There was a point in Beth Senturia's life when all that

mattered was the band. She lived like a nomad, hitching

rides from one Phish concert to the next, living off what

she could sell in the parking lot before a concert, and

taping performance after performance to capture each event

for posterity.

She could not hold down a job, quitting each time the band

went on tour. She dropped out of Barnard College, never to

go back. She became a "tour head." She spent weeks on the

road and saw 207 shows. And then she crashed.

"There are parts of their music that can be a spiritual

experience," she said, "but at the same time it can be very

easy to make that experience idolatrous. It can remove you

from the real world. It can become a cult."

Yet on New Year's Eve, she intends to be in Madison Square

Garden when Phish returns after a two-year hiatus -

although she has yet to get a ticket to the sold-out

concert. Phish, a Vermont jam rock band that has a

following similar to what once belonged to the Grateful

Dead, exudes a powerful pull on her and thousands of

others.

Some of these "Phish heads" have constructed a subculture,

a way of life, where the music and the concerts shut out

the rest of the world. "Trey is God" reads a bumper sticker

sold at events, not completely in jest. Trey Anastasio is

the band's lead guitarist.

"I have to be careful that I do not drop everything and go

out on the road again," said Ms. Senturia, 35, who lives in

Manhattan and works for a financial services firm. "I do

not need to run from my life anymore."

The concert experience often approaches something akin to

worship; indeed, many followers say it is the closest they

have come to a spiritual encounter. The emotions they

describe resemble rapture and the communal intoxication

that comes when a crowd falls into ecstatic bliss.

## EXERCISE REQUIREMENTS
A. In the article about Phish fans, how many shows did Beth Senturia see while on the road?
B. Extend the article about Phish fans beyond its last sentence by a few paragraphs in the same reporting voice.

## DATASET SECTION
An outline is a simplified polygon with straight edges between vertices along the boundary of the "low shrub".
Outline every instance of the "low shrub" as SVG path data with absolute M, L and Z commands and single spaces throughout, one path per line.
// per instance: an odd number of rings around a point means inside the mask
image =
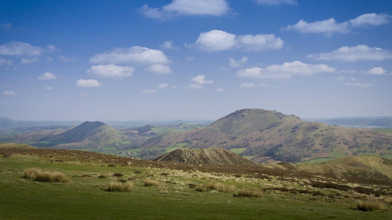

## ANSWERS FOR THE TASKS
A. 207 shows.

B.
The Second Commandment, which urges against idolatry, calls

on believers to worship the mystery of the divine. It

cautions them against paying homage to objects created by

humankind. While modern society no longer worships clay

idols, many nevertheless are drawn to experiences and

possessions that promise to confer power and purpose. For

those who place such faith in bands like Phish, the

obsession with the rapture that takes place in concerts

sees some followers sacrifice relationships, jobs and even

their health.

"For us it is like going to synagogue or church," said

Loren Bidner, 24, who runs a dance company in New York. "It

is cathartic. We are in touch with ourselves, our thoughts

and our experiences."

Mr. Anastasio, with the band softly playing in the

background, frequently relates mythological tales from

Gamehenge, a fantasy world he created. The stories are

about the "Helping Friendly Book," which exists only in Mr.

Anastasio's imagination.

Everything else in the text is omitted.